- Arbeitsauftrag A -
Entnimm dem folgenden Forenauszug über Referenzdesign bei Grafikkarten wortgetreu den Abschnitt von „## Malkolm (13.“ bis einschließlich „watercooled (13. Juni 2011)“.

- Textauszug -
Eigentlich nur die von der 560Ti, die anderen wären mir persönlich zu laut.
Wobei mir auch die 560 Ti zu laut ist.


----------



## Malkolm (13. Juni 2011)

*AW: Was heißt bei einer Graka Referenzdesign?*

Ich hatte die EVGA GTX 570 vor dem Umbau auf WaKü für einige Tage verbaut um zu schauen ob sie ok ist.
Ausgehend von diesem kurzen Zeitraum kann ich nichts negativen über die Referenzkühlung sagen. Subjektiv war sie unter Last kaum zu hören und dabei nicht übermäßig warm.
In einem LuKü-System hätte ich den Referenzkühler wohl nicht ersetzt.


----------



## watercooled (13. Juni 2011)

*AW: Was heißt bei einer Graka Referenzdesign?*

Ref Design ist für Wakü einfach geil


----------



## GoldenMic (13. Juni 2011)

*AW: Was heißt bei einer Graka Referenzdesign?*



Malkolm schrieb:


> Ich hatte die EVGA GTX 570 vor dem Umbau auf WaKü für einige Tage verbaut um zu schauen ob sie ok ist.
> Ausgehend von diesem kurzen Zeitraum kann ich nichts negativen über die Referenzkühlung sagen. Subjektiv war sie unter Last kaum zu hören und dabei nicht übermäßig warm.
> In einem LuKü-System hätte ich den Referenzkühler wohl nicht ersetzt.

- Gespeicherte Daten -
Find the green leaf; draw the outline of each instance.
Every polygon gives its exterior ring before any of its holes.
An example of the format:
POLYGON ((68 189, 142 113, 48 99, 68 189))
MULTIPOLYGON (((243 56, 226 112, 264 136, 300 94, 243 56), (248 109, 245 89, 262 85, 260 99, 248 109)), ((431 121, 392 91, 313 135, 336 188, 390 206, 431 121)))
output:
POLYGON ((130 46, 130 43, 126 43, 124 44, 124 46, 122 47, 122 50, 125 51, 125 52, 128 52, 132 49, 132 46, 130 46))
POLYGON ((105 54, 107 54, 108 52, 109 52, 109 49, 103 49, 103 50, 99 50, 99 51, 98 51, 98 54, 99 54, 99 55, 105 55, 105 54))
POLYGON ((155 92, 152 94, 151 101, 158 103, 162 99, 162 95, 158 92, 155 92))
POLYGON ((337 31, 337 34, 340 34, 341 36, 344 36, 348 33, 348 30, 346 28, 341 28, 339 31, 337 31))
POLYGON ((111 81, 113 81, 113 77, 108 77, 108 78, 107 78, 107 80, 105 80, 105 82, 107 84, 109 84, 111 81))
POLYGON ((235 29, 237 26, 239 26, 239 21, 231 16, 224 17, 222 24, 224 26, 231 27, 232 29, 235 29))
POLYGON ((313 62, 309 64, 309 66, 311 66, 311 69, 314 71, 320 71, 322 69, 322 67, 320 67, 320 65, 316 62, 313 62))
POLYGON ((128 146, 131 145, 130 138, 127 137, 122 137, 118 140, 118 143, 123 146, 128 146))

- Arbeitsauftrag B -
Kopiere aus den Datensätzen oben die Zeilen vom Anfang bis einschließlich der Zeile mit „POLYGON ((130 46, 130“ unverändert.

- Korrekte Ausgabe A -
## Malkolm (13. Juni 2011)

*AW: Was heißt bei einer Graka Referenzdesign?*

Ich hatte die EVGA GTX 570 vor dem Umbau auf WaKü für einige Tage verbaut um zu schauen ob sie ok ist.
Ausgehend von diesem kurzen Zeitraum kann ich nichts negativen über die Referenzkühlung sagen. Subjektiv war sie unter Last kaum zu hören und dabei nicht übermäßig warm.
In einem LuKü-System hätte ich den Referenzkühler wohl nicht ersetzt.


----------



## watercooled (13. Juni 2011)

- Korrekte Ausgabe B -
Find the green leaf; draw the outline of each instance.
Every polygon gives its exterior ring before any of its holes.
An example of the format:
POLYGON ((68 189, 142 113, 48 99, 68 189))
MULTIPOLYGON (((243 56, 226 112, 264 136, 300 94, 243 56), (248 109, 245 89, 262 85, 260 99, 248 109)), ((431 121, 392 91, 313 135, 336 188, 390 206, 431 121)))
output:
POLYGON ((130 46, 130 43, 126 43, 124 44, 124 46, 122 47, 122 50, 125 51, 125 52, 128 52, 132 49, 132 46, 130 46))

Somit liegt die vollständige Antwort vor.